_Task directions_
In the data that follows, count the lines in which the word "nesting" occurs, and report that figure alone.

Natural-language object grounding data
-- Opening Marker --

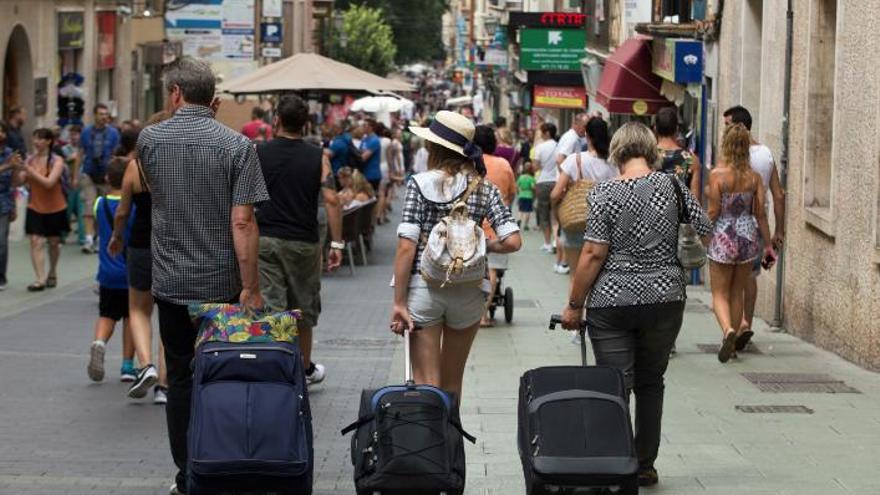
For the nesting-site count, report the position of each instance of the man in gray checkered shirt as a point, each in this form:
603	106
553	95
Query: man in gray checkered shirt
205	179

-- Closing Marker --
-- Opening Marker --

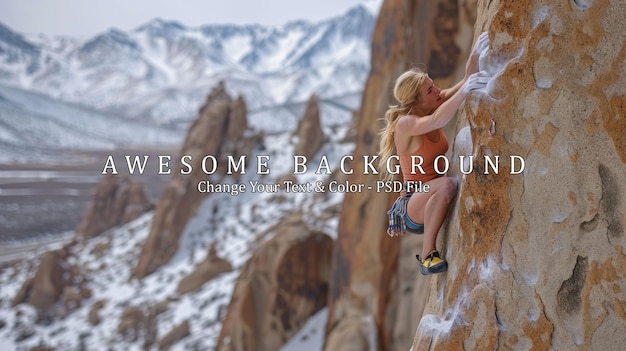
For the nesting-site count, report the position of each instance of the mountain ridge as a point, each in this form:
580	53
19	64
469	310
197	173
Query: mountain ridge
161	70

-- Closing Marker --

_Response_
2